*MATERIALS PROVIDED*:
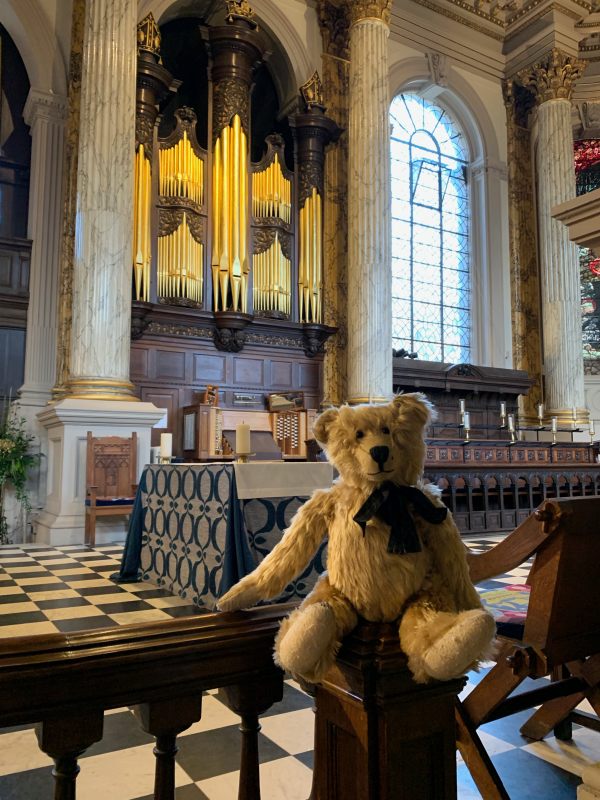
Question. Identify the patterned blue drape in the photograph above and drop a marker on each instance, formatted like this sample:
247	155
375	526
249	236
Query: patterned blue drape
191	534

* * *

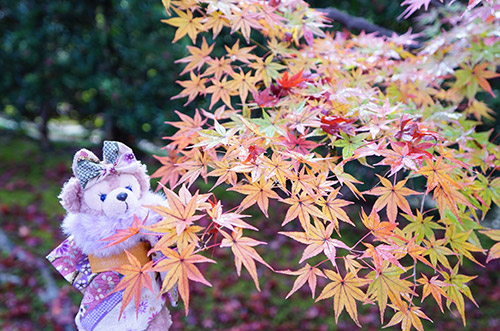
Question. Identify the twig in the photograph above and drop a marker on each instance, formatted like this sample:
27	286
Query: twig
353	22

* * *

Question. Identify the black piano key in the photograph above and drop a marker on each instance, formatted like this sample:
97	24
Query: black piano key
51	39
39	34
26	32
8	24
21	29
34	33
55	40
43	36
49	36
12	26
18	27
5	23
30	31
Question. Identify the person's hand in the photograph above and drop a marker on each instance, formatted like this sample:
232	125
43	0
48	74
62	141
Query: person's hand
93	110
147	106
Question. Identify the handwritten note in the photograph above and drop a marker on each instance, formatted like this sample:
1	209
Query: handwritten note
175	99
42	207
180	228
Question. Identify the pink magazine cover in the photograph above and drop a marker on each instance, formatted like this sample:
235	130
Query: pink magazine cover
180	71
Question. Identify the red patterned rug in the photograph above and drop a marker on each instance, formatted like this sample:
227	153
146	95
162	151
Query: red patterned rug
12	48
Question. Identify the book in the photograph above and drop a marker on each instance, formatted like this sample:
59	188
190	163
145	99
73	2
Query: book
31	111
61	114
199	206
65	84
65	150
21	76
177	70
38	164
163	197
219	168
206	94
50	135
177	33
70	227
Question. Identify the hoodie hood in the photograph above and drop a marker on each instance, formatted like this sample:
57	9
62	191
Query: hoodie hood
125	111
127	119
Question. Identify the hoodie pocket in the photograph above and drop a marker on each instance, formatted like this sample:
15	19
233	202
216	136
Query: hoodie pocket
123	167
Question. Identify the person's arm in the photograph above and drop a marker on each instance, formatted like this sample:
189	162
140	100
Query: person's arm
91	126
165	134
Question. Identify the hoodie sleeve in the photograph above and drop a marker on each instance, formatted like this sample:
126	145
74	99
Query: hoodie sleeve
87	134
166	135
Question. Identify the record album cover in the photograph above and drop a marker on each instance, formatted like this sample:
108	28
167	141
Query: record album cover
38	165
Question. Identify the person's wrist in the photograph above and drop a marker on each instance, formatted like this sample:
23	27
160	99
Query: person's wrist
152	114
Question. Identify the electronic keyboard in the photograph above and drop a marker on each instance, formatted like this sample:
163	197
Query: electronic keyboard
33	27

*WHAT YOU ARE ASKED TO DO*:
Filter the data above down to the lines that contain the string "twig", and copy each of those lines in full.

*TASK SOLUTION*:
Question. Identify the twig in the photograph above and drop a marker on each instance, formatted like this sample:
Query: twig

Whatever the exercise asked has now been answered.